==== MATERIAL TO PROCESS

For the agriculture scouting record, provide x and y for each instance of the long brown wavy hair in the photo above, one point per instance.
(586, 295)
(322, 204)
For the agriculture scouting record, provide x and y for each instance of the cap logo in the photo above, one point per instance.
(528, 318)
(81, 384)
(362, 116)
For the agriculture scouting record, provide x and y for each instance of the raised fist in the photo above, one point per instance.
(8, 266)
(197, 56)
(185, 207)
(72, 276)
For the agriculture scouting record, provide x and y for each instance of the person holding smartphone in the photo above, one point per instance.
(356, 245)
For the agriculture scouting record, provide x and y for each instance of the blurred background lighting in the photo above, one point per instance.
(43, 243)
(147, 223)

========
==== MATERIAL TO PROCESS

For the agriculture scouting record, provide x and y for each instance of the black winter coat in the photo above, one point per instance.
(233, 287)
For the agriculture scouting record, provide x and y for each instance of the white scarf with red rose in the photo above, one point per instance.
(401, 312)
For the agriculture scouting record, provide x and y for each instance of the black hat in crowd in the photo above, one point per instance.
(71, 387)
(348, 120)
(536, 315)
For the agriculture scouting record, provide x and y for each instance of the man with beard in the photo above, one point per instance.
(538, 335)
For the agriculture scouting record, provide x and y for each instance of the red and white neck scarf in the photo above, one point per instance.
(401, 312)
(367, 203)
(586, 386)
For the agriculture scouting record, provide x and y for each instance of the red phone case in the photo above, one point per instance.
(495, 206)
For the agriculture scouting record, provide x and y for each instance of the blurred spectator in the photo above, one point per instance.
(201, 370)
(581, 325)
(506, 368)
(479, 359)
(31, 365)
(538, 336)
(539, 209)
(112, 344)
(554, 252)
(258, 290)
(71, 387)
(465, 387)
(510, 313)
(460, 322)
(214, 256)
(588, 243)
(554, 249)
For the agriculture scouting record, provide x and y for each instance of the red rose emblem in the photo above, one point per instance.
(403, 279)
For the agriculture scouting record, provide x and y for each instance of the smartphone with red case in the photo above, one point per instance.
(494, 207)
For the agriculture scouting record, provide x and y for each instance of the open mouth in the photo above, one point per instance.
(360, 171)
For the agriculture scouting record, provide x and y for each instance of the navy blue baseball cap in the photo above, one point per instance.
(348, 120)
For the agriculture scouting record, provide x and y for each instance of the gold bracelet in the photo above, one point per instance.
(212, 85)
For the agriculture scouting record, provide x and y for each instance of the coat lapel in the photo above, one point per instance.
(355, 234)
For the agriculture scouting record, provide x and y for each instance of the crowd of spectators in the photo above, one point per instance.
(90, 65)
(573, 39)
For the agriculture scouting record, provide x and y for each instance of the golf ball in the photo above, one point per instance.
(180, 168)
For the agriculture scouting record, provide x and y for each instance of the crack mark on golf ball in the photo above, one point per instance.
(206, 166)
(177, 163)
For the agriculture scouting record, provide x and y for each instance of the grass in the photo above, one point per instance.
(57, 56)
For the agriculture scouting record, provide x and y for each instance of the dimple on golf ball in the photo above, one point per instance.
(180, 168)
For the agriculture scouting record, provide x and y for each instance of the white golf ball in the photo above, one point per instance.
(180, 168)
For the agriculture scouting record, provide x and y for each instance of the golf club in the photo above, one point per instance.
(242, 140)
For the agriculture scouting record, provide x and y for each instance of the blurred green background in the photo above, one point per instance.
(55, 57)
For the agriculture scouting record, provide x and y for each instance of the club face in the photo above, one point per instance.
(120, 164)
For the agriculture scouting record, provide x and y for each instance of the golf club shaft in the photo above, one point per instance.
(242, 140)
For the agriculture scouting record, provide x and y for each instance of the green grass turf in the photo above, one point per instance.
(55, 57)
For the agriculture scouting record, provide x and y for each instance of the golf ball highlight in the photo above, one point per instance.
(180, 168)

========

> **EXERCISE PROMPT**:
Return every line in the listing above that contains the word "rose".

> **WORKED ANSWER**:
For the agriculture scouting record, provide x and y for each instance of the white scarf with red rose in the photo above, one point per instance.
For the agriculture scouting record, provide x and y for each instance of the red rose emblem in the photo above, one point per instance.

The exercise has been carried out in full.